**Exercise**
Gather each line of the entries below that includes "blonde".

**Records for this exercise**
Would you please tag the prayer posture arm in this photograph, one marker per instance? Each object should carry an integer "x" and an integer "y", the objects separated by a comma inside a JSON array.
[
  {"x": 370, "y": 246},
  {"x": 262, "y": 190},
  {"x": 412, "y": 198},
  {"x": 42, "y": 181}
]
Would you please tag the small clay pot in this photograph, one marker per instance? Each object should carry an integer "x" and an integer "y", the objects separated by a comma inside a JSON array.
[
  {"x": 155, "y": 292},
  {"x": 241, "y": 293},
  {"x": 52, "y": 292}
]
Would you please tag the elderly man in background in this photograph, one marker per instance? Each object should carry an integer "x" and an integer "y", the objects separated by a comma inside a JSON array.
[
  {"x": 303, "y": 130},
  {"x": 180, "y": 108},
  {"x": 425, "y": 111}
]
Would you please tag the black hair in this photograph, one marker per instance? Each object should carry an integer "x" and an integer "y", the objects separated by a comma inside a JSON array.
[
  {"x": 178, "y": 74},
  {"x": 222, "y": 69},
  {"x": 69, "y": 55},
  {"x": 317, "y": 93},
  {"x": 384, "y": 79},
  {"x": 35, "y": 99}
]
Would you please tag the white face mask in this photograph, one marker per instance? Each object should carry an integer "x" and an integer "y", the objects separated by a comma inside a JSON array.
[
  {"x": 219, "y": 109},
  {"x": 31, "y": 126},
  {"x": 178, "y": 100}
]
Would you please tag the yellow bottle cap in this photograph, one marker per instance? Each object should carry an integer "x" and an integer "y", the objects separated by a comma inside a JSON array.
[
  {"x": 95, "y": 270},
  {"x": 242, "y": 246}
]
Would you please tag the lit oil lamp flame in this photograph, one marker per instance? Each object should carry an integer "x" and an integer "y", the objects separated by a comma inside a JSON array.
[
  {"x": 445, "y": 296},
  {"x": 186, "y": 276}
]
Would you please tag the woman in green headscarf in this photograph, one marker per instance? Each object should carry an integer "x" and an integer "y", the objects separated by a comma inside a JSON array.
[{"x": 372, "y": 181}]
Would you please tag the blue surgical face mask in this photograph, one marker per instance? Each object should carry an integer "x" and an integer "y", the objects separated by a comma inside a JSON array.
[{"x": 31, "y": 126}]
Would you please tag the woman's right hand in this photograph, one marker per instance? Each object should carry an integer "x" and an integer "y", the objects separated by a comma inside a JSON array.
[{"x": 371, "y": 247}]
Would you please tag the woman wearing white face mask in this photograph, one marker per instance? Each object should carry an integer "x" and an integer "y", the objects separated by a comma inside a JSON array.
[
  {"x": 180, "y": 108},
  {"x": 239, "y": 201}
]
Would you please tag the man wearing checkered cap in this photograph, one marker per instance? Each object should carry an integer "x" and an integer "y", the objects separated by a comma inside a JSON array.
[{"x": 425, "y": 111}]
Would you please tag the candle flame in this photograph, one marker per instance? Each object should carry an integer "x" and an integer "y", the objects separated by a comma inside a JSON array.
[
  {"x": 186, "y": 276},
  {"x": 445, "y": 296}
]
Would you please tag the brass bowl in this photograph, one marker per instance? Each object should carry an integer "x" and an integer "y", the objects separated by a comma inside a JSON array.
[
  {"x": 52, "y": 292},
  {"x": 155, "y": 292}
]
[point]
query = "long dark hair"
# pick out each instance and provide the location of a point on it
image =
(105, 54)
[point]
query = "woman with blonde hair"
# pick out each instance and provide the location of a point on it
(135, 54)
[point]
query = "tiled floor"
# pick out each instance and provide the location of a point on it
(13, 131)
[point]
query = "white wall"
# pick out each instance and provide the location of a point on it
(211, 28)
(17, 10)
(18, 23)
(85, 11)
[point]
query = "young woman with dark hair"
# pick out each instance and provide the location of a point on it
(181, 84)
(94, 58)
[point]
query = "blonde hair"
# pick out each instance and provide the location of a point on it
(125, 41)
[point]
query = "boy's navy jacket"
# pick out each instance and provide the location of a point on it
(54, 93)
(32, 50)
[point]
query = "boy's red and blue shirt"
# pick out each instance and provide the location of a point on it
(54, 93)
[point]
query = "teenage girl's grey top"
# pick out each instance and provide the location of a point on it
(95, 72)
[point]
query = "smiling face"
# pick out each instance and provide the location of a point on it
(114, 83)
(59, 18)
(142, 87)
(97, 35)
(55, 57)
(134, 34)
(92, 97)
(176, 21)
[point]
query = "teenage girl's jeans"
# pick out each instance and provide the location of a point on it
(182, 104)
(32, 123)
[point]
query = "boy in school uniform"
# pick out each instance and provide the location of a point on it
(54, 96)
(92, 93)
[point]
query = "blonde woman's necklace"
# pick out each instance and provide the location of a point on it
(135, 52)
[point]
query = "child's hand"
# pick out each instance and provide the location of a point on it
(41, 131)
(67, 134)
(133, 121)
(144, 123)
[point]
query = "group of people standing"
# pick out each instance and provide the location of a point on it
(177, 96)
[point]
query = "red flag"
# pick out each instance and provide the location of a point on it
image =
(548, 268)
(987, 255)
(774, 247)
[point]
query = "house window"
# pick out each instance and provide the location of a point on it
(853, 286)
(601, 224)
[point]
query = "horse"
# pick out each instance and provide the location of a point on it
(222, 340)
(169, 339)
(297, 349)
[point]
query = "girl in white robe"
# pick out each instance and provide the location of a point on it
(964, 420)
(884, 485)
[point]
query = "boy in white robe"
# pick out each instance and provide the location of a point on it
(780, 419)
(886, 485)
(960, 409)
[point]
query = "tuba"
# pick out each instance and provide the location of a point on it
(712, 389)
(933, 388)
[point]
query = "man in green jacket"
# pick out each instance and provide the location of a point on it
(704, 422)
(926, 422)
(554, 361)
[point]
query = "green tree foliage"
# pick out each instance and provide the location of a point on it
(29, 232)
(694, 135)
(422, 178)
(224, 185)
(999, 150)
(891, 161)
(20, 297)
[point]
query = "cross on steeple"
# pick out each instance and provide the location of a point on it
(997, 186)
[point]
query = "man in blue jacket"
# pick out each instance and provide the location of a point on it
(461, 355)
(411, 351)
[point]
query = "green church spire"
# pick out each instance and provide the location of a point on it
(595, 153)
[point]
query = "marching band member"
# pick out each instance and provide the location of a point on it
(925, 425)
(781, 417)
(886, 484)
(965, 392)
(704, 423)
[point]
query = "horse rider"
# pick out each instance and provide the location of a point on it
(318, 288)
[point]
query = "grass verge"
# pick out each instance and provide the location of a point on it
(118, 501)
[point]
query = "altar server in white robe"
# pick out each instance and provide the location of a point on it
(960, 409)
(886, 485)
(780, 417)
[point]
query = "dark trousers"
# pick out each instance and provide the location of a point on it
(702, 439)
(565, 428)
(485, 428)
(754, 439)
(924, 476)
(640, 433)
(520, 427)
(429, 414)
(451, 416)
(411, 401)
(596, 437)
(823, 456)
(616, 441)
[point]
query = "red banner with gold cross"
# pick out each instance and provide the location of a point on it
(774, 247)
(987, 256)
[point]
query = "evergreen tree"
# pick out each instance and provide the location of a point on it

**Output below**
query = "woman with blonde hair"
query = "blonde hair"
query = "blonde woman's necklace"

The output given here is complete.